*** EXCERPTED PASSAGE
Sinoj died last month when the bombs he was making accidentally exploded, according to Indian media.
The Swiss also attended a political meeting of the Communist Party of India (Marxist) to protest against bombings in Gaza, according to reports.
He was charged under the Foreigners Act with violating the conditions of his tourist visa which state that no foreigner can engage in political action in India, reports The Times of India.
"As per visa rules, a foreigner is forbidden from taking part in such meetings," senior district police official N. Vijaykumar was quoted as saying.
"Our officials are questioning him. At times, he speaks in French and in English and appears to be hiding information. We are seeking his remand and will produce him before a magistrate."
Times Now news channel's website showed footage of the bespectacled Swiss citizen, sitting on a makeshift bed and smiling at the camera at a police station in Thrissur district, about 280 kilometres (175 miles) from Kerala state capital Thiruvananthapuram.
******
*** DATA SHOWN
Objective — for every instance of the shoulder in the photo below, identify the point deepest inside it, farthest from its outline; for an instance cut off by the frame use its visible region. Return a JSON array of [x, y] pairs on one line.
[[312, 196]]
******
TASK GOAL: Repeat the part of the news excerpt that opens with the words "Sinoj died last" and closes with "according to reports.", substituting "local media" for "Indian media".

FINAL RESULT:
Sinoj died last month when the bombs he was making accidentally exploded, according to local media.
The Swiss also attended a political meeting of the Communist Party of India (Marxist) to protest against bombings in Gaza, according to reports.